No Foolin'

State judge blazes the legal challenge suggesting that recreational weed effort was misleading to Arizona voters.


Maricopa Superior Court Judge James Smith ruled last week that Smart and Safe Arizona's 100-word summary does not mislead voters as challenged by initiative's opposition, Arizonans for Responsible Drug Policy.

The opposition took issue with several aspects of the effort, namely what they consider a lack of principal provisions in the initiative's summary and including highly potent marijuana concentrates along with bud flower in their definition of marijuana.

In his ruling, Judge Smith said Arizonans for Responsible Drug Policy "did not supply evidence that the summary actually misled any electors."

"They did not provide survey data showing that potential electors would interpret the summary inconsistently with the initiative," Judge Smith wrote. "Instead, their arguments turned on what hypothetical electors would want to know and how the summary deviated from those predicted desires."

Referring expression data:
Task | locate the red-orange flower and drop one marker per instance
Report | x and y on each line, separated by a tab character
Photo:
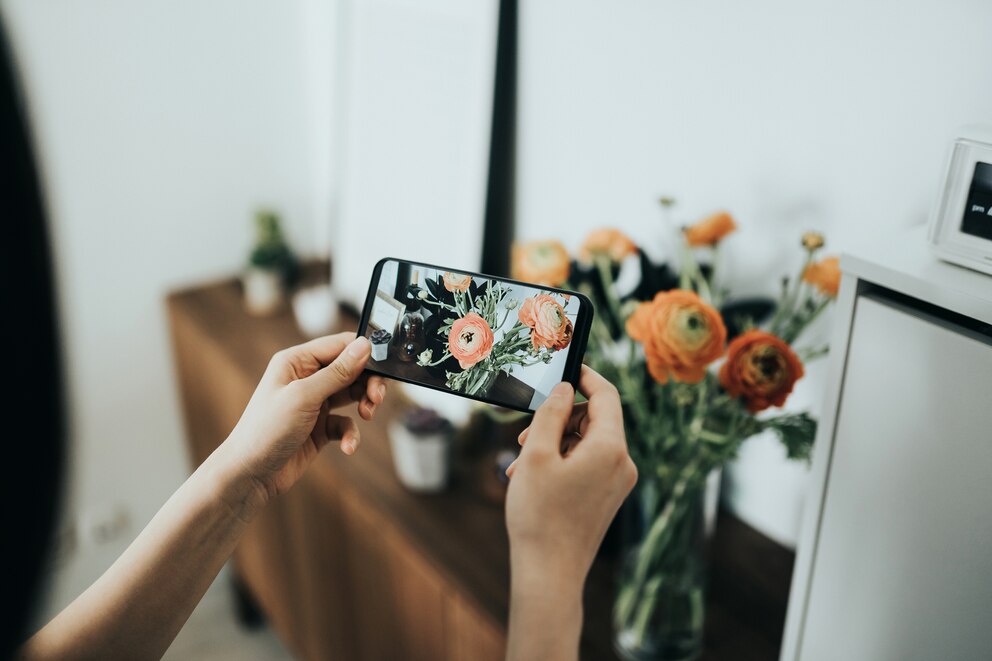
470	340
681	335
824	275
549	327
456	281
710	230
607	241
761	369
541	262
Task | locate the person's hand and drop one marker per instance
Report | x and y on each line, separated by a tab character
289	419
571	477
565	488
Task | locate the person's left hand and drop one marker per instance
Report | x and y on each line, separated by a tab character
288	419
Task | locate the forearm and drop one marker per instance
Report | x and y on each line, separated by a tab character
545	611
138	606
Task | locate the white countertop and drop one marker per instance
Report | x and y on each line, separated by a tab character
903	262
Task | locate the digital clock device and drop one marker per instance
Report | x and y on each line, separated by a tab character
961	223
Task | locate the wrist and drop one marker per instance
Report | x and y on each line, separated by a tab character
545	608
232	485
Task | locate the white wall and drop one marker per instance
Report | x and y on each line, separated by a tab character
831	115
161	125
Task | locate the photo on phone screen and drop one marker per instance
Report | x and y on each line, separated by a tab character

TASK STATEMENT
Update the text on the Arizona marijuana initiative ruling from "Maricopa Superior Court" up to and including "Responsible Drug Policy.", replacing "Maricopa Superior Court" with "Maricopa County Superior Court".

RESPONSE AREA
Maricopa County Superior Court Judge James Smith ruled last week that Smart and Safe Arizona's 100-word summary does not mislead voters as challenged by initiative's opposition, Arizonans for Responsible Drug Policy.